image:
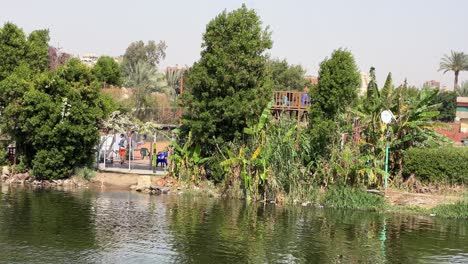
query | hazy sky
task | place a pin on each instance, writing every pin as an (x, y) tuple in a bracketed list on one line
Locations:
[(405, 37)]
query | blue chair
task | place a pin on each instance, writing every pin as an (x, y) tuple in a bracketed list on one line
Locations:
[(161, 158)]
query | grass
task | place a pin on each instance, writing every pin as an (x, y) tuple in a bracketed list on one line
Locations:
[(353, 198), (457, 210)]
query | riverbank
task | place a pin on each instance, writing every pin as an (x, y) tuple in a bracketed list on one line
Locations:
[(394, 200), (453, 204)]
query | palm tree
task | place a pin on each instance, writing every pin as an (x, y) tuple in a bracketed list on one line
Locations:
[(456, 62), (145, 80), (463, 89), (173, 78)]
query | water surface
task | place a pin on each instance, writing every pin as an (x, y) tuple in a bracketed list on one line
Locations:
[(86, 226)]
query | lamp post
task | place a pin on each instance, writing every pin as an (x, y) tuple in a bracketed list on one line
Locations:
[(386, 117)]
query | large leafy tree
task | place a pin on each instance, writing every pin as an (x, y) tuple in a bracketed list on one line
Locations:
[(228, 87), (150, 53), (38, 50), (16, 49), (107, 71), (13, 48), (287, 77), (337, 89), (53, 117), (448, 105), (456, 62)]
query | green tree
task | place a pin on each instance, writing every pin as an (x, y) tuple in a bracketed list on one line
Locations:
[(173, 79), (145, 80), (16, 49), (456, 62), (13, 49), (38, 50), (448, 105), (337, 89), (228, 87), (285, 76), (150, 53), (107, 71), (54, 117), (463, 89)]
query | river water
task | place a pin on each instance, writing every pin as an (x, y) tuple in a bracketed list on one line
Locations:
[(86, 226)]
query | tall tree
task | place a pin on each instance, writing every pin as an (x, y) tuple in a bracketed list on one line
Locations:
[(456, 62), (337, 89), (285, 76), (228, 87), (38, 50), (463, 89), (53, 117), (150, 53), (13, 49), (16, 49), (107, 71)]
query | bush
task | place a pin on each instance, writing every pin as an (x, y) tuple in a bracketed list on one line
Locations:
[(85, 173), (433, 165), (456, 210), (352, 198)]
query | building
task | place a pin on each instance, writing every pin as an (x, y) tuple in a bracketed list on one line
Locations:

---

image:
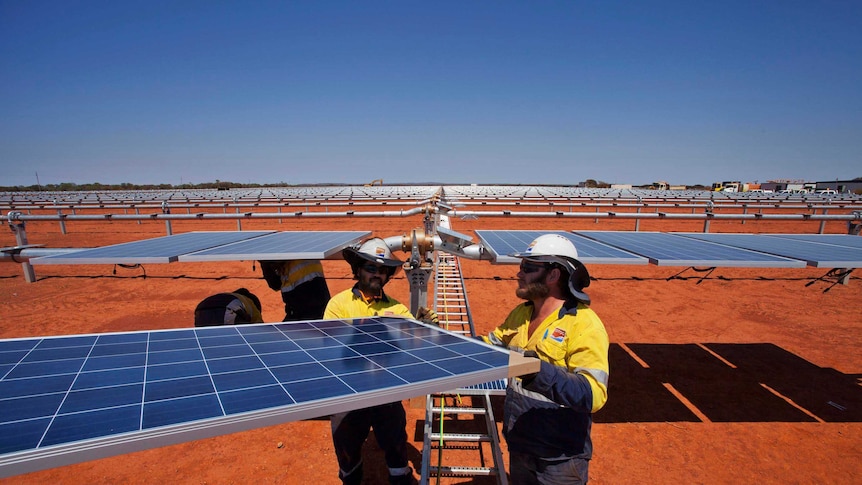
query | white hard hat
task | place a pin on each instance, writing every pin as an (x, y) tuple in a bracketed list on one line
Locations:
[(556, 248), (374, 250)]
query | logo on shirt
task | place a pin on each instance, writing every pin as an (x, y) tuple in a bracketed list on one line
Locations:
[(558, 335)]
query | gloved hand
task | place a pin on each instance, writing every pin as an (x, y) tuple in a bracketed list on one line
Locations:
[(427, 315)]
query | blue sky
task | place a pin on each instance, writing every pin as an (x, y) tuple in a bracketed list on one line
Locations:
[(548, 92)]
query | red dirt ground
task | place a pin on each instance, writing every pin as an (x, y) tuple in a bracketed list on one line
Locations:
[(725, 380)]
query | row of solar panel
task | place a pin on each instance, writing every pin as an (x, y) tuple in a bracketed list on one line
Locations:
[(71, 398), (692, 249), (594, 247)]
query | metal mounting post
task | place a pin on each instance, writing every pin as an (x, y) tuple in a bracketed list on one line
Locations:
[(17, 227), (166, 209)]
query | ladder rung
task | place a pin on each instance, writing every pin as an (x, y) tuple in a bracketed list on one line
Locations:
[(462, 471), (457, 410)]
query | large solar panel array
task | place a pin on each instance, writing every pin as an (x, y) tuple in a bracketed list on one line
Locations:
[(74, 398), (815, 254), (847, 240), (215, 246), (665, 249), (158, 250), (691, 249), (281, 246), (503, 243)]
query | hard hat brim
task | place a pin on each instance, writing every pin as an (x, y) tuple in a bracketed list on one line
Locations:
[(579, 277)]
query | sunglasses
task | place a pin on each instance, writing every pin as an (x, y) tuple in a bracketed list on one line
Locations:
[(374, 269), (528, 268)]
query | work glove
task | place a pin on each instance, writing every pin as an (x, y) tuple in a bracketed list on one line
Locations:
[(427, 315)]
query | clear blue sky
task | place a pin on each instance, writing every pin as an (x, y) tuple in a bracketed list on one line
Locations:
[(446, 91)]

- _What is expected_: When a line of the records above contains the string "solar", count it once; then give the total and nothing else.

- _Task response_: 2